Data records:
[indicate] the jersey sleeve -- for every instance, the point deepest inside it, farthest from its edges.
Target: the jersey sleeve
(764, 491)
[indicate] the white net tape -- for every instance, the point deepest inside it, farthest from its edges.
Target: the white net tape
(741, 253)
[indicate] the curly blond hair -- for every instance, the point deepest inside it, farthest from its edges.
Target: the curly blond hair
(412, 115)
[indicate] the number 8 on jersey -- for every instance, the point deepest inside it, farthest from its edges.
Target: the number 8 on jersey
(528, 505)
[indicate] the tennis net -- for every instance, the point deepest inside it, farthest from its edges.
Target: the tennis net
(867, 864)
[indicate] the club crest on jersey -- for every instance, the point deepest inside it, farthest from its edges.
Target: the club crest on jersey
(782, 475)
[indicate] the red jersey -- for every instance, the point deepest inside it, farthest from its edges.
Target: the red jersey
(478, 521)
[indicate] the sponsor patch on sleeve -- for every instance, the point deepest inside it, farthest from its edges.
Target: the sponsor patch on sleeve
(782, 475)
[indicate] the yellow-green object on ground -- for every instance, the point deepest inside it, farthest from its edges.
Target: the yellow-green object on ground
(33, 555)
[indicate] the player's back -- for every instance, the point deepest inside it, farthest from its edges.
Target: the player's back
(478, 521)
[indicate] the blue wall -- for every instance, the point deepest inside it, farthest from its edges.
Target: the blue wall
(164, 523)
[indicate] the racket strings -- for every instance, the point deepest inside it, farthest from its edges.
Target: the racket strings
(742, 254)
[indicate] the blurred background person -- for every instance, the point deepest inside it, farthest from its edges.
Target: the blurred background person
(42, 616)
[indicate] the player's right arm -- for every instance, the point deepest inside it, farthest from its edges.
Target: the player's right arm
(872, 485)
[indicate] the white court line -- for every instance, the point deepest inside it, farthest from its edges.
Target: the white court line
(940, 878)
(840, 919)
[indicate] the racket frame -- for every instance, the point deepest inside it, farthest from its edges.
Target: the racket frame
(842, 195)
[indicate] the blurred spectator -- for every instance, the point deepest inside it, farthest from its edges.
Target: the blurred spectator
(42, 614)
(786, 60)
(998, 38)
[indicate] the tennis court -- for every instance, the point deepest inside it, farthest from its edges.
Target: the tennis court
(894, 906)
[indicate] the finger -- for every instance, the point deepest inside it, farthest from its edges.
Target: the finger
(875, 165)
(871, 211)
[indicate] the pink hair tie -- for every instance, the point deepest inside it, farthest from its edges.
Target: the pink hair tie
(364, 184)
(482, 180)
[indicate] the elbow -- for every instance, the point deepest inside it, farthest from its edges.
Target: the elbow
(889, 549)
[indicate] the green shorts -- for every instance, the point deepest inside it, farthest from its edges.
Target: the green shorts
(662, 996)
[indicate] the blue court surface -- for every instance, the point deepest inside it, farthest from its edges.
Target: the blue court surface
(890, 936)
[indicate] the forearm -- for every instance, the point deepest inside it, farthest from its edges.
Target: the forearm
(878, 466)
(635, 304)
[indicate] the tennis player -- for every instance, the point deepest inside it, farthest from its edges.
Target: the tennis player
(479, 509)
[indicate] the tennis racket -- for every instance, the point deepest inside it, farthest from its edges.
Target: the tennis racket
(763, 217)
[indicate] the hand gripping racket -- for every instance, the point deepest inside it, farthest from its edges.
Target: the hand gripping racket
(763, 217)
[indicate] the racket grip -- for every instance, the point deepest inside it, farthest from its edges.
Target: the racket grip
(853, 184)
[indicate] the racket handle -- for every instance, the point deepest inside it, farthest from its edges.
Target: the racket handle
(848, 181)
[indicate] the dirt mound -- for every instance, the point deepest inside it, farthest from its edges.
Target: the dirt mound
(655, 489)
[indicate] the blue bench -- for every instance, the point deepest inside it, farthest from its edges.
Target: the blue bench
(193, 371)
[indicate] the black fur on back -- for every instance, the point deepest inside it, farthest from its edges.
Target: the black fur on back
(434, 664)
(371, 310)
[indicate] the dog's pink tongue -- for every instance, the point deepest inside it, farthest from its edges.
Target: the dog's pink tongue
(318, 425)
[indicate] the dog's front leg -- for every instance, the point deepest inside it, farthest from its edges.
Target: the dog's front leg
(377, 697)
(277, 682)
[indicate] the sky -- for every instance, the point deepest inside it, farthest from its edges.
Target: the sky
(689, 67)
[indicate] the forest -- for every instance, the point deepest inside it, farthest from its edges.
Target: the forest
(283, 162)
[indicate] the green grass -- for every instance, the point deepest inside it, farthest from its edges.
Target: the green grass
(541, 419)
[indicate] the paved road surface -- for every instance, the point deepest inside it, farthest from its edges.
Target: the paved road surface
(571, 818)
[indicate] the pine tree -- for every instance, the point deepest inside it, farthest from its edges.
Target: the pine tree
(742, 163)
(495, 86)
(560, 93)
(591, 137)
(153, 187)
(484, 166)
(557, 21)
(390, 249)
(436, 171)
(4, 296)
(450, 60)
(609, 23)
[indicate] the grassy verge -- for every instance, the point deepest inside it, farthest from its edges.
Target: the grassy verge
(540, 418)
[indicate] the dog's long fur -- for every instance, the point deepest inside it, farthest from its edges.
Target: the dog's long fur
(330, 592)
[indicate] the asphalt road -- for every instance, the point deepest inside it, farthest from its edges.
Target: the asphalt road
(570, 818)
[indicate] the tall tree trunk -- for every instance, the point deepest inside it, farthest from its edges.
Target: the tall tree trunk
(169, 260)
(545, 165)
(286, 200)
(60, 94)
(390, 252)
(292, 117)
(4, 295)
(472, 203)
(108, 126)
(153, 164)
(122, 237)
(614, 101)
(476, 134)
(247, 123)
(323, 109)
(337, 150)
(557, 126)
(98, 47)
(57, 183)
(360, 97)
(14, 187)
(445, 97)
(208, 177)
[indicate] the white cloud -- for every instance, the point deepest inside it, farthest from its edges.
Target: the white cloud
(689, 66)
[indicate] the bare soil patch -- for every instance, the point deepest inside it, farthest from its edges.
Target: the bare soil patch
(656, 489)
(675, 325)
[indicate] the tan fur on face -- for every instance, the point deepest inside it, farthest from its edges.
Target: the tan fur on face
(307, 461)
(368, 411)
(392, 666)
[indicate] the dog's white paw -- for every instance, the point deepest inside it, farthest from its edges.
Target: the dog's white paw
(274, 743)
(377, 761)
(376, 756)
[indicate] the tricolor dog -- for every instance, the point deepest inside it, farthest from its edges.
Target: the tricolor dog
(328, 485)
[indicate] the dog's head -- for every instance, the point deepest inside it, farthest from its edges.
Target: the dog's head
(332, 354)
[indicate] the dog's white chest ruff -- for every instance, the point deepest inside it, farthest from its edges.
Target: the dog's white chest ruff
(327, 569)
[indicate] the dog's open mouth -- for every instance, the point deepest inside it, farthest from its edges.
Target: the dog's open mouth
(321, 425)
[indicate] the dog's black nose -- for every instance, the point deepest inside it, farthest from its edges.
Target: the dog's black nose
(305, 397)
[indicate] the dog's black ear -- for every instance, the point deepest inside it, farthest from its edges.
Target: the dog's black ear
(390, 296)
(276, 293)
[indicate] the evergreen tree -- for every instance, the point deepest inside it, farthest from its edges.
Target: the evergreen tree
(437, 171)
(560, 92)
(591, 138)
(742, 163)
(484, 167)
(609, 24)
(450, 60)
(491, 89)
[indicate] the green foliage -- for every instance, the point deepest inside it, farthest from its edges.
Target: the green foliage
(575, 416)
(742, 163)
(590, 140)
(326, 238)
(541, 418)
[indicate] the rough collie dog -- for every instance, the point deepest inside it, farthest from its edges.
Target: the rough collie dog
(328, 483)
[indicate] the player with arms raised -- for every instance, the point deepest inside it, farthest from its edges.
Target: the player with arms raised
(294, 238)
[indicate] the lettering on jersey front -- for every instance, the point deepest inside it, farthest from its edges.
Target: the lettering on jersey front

Activity: Your task is to transcribe, with no changes, only the lines of the listing above that lie between the line holding "Target: the player's right arm" and the line holding "[indicate] the racket frame", inclusive.

Exercise result:
Target: the player's right arm
(872, 485)
[indicate] the white court line -- for every instance, the point deepest inside it, farthest from its edges.
Target: the white court line
(940, 878)
(840, 919)
[indicate] the racket frame -- for every instance, the point deepest inside it, farthest from its edges.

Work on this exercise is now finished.